JUUL Labs PAGA and Unfair Competition Settlement
The parties have reached a settlement in the case of Hamilton v. Juul Labs, Inc., Case No. 3:20-cv-03710-EMC. Because the settlement includes claims for penalties under the Private Attorneys General Act (“PAGA”), the United States District Court for the Northern District of California must approve the settlement.
The settlement approval hearing is set for November 4, 2021.
What the Case Is About
California law establishes as a minimum employment standard an anti-gag rule for employees. Doe v. Google, 54 Cal.App.4th 948, 961 (2020).
In June 2020, Plaintiff Marcie Hamilton filed suit against Juul Labs, Inc. alleging, among other things, that Juul violated California’s anti-gag rule by adopting and enforcing agreements, policies, and practices (“Gag Rules”) that unlawfully prevent employees from disclosing information concerning potential illegal conduct, wages, working conditions, or from engaging in political activity. Hamilton has also alleged that Juul Labs has required, and continues to require, employees to sign agreements, including separation agreements, that unlawfully require the release of claims under California law and that unlawfully prohibit persons from assisting in litigation.
Juul Labs expressly denies Hamilton’s claims and asserts that it has complied with all applicable laws. The Court has not rendered any opinion as to the ultimate merits of this case.
Summary of the Settlement
The settlement requires Juul to notify employees of their anti-gag rule rights under California law. It also requires Juul to modify its Gag Rules so that employees are free to whistle blow, speak, and compete in accordance with California law. The settlement prohibits Juul Labs from acting contrary to these freedoms.

....

- SHORT EXERCISE
Carry on the Juul Labs settlement notice above, starting right after its last sentence.

- RAW DATA

....

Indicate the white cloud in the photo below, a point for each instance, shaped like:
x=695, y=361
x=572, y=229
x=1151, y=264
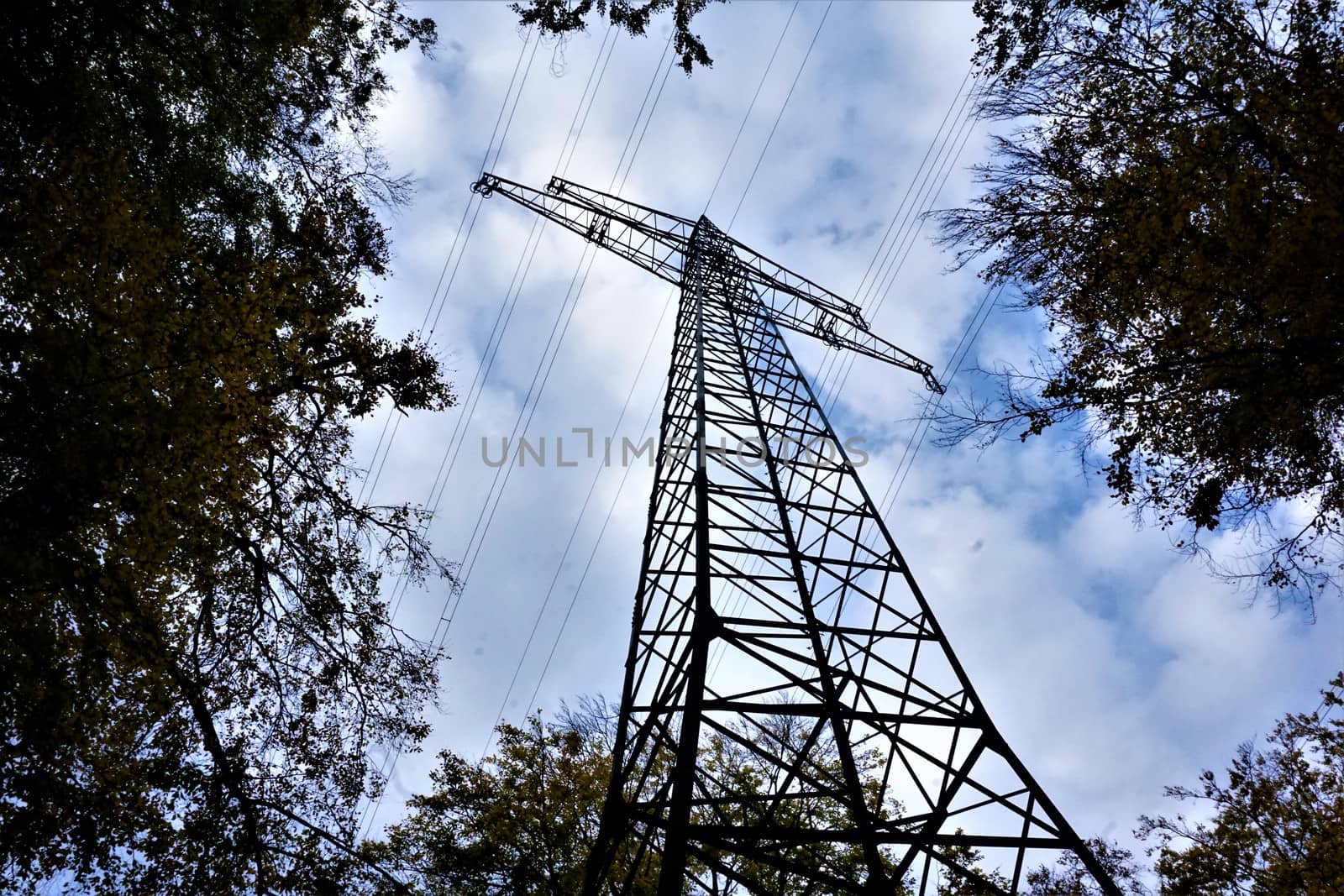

....

- TASK RESPONSE
The settlement also requires Juul to pay a gross settlement payment of $2,219,981.08 for alleged PAGA violations. However, $956,140.91 of this settlement amount will be forgiven over two years provided Juul Labs complies with its obligation to act consistently with California’s anti-gag rule. After any court-approved deductions for fees, costs, and service payments, and in accordance with a plan of allocation, 75% of the settlement amount will paid to the Labor Workforce and Development Agency (LWDA), and 25% will be paid to those California-based former employees employed on or after August 14, 2018. As noted above, payments to current employees are suspended and will eventually be forgiven so long as Juul complies with its settlement obligations.
Finally, the settlement releases and resolves the PAGA claims alleged in the case. The settlement does not release any individual claims by individual employees.
Certain pleadings relevant to the case, and the parties’ settlement agreement, are set forth below. If you would like to see additional pleadings, you can find all of the documents filed in this case on PACER (Public Access to Electronic Case Records) by searching the case name (Hamilton v. Juul Labs) or case number (3:20-cv-3710). If you have any questions about the case or the settlement, please contact our firm by filling out the below form, emailing us at JuulSettlement@bakerlp.com or calling 415.433.1064. DO NOT CONTACT THE COURT.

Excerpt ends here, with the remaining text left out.